▶ _TASK STATEMENT_
Below are some records; give them all again exactly, but not the pictures.

▶ _RECORDS_
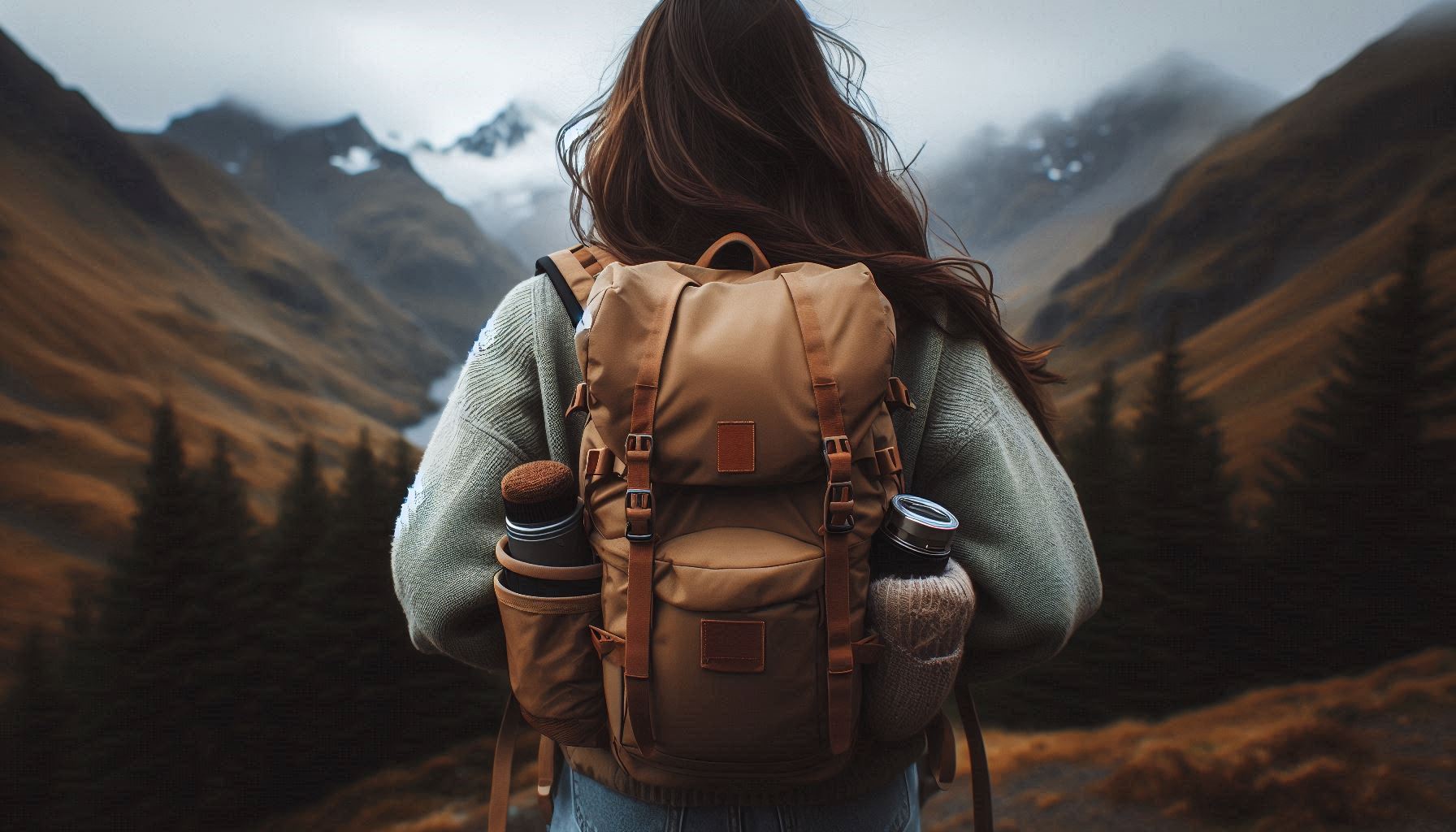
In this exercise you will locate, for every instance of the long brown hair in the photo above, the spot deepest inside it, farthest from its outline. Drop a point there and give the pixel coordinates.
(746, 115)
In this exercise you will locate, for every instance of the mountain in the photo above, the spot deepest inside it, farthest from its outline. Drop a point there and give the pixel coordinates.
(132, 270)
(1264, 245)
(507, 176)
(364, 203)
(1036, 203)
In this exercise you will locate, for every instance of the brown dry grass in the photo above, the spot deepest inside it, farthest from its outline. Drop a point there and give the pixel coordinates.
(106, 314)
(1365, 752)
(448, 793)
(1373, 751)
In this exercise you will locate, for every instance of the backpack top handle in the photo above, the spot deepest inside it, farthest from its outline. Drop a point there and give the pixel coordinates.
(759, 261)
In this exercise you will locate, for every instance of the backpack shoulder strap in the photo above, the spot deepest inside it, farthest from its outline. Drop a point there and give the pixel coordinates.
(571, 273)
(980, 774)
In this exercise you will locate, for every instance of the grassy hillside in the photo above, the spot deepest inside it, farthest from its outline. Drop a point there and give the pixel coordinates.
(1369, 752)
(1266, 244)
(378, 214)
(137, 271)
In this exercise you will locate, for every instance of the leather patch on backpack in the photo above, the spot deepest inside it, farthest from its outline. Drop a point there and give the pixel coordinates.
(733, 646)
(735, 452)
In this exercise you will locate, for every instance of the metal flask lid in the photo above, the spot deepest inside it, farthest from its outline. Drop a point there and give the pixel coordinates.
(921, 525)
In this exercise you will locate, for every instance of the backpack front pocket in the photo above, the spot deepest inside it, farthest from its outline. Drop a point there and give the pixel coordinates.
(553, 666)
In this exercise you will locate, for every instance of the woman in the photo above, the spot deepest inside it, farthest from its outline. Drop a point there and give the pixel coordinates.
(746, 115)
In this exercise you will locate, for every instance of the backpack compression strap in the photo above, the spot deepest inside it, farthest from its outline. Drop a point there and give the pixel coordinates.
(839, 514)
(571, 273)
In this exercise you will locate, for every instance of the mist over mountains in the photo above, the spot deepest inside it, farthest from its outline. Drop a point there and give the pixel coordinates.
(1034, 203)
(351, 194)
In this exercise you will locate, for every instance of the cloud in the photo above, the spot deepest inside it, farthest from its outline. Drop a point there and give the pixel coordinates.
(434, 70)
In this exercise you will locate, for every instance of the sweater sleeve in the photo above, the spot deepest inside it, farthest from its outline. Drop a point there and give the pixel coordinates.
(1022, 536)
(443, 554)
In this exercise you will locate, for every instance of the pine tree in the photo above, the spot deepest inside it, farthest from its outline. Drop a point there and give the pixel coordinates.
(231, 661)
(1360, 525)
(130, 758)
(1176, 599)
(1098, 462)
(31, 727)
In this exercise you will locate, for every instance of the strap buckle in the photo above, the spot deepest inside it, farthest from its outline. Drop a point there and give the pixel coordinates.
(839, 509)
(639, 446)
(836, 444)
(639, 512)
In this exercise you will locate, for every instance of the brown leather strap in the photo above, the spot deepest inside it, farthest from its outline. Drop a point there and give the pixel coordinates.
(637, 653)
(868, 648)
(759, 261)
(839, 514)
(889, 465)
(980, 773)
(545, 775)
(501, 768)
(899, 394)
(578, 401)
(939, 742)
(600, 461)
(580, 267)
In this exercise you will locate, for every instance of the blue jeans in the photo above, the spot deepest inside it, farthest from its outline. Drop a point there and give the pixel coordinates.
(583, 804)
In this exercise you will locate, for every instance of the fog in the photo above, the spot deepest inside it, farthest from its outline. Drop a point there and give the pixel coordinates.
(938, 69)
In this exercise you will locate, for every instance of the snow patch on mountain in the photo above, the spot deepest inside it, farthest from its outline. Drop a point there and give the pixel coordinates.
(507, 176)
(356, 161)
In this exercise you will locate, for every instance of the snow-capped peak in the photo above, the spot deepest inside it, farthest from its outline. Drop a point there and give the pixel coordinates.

▶ _OUTPUT OF THE EXERCISE_
In this exercise you will locate, for every instance of the long brown hair in the photo above, the spot deepest inside it, farthest from its outline. Drop a point there and give the pixel coordinates.
(746, 115)
In this exercise you will locate, for every instance of the mountain in the photo above, the spot deepest inside it, farthest from its outline. Drop a point there and give the pixel coordinates.
(132, 270)
(1264, 245)
(507, 176)
(364, 203)
(1036, 203)
In this exercise you will locate, for every instance of the brown dry grass in the photo above, the spot deepest inside it, farthest from its outline. Drop a point there and give the pixel coordinates.
(106, 314)
(1365, 752)
(448, 793)
(1373, 751)
In this exercise you will locate, for every instance of the backpack top handle in the photo above, the spot deepest inside it, farthest from its outline. Drop a point there and give the pixel coordinates.
(759, 261)
In this exercise you will locate, for every instance of the backpack shoulder strap in the photo above, the spot deepest inside it, farthest from its outline. Drop a point there and give the pixel coordinates.
(571, 273)
(980, 774)
In this exercise you will locate, for every instance of the grassy hillside in the photo above, the spot deepest inside it, farthest from its outline. Drop a point there and give the pixel coordinates.
(1369, 752)
(1266, 244)
(378, 214)
(137, 271)
In this exercise you will locate, for every instance of the leather patch on backpack in the photo above, the spot deepest inside it, farthest from its outline. Drop a point there and give the pixel coordinates.
(733, 646)
(735, 452)
In this exercise you will locate, for every instance of the metal flask lid in the photo above, the spot deepest inside it, farthest from its outline. Drop a point there and give the pixel coordinates.
(921, 525)
In this exercise you will locate, for every instance of the backpack front pocket in the photo above, the spot deepest inside it, farthest from its outline. Drop a point there and give the pixel coordinates.
(553, 666)
In this exercise you will locate, for every instance of the woman in the photo above, the spot deepest inside it, farthest from its outline. Drop a point there and give the pixel coordinates.
(746, 115)
In this exercise you will locate, for every instance of the backpack compression strap in the photo above, the spot deepest inside it, farthest from its outline. Drop a point there and give the pixel coordinates.
(839, 514)
(571, 273)
In this exercise you will locate, for every instance of the mist over mountains in the photo above, the spot deepest inside it, farthest from its outline. Drop a point there and give the pixel coordinates.
(1034, 203)
(351, 194)
In this exercise you will locate, for every instance of the cloud in the photo above, the spot deepest inside it, farthest from its outline. Drop a point there and give the pixel coordinates.
(434, 70)
In this exercise you will locate, for every instance of the sweater sleeve in the photo above, the spot deepest inside it, farthest from its outline. Drop a point there and give the pixel coordinates.
(1022, 536)
(443, 554)
In this exercise you will locate, for every instance of the pine tree in the photo above, the spot deepest inside it, farthest from its outline. Drop a point there and give the pixel coordinates.
(231, 661)
(1360, 525)
(130, 758)
(1176, 599)
(1098, 462)
(31, 727)
In this exercise you will locate, for every instance of the strap buckle in the photo above, the spot deepest inside it, farthest from its outline. Drop a point there and give the pixel coordinates.
(839, 509)
(639, 446)
(836, 444)
(639, 512)
In this exercise you will locate, for every instance of the brown leather strap in the photo above, the spot deepest inside it, farthest from its outline. Drop a point there and give the pixel coordinates.
(637, 653)
(868, 648)
(759, 261)
(839, 514)
(889, 465)
(980, 773)
(545, 775)
(501, 768)
(899, 394)
(578, 401)
(939, 742)
(600, 461)
(580, 267)
In this exercise you will locate, for every instance of the blue jeans in the photo above, the spot deepest inside it, farthest from its outline. Drop a point there and give the pixel coordinates.
(583, 804)
In this exercise you will locate, for every instance of the fog in the photo above, the spot deepest inside it, farthest from its outline. Drop a point there and give the pixel coordinates.
(938, 69)
In this exercise you will locate, for every instance of the snow patch on mountain in the photo above, the spot deepest inside it, farthest from its outline. Drop a point there and give the pixel coordinates.
(507, 176)
(356, 161)
In this exercise you will locate, for every instance of the snow-capped peak in the photo above, the spot deepest inside it, farthest from its outline. Drop a point there and give the pixel coordinates.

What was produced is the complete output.